▶ Request: Reproduce each of the records below word for word, keeping every line unchanged.

Pointing and labeling entries
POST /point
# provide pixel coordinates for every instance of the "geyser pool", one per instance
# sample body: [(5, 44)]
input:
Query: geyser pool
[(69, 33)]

▶ Response:
POST /point
# provide pixel coordinates for every instance of the "geyser pool", one per instance
# sample body: [(5, 44)]
input:
Query: geyser pool
[(69, 33)]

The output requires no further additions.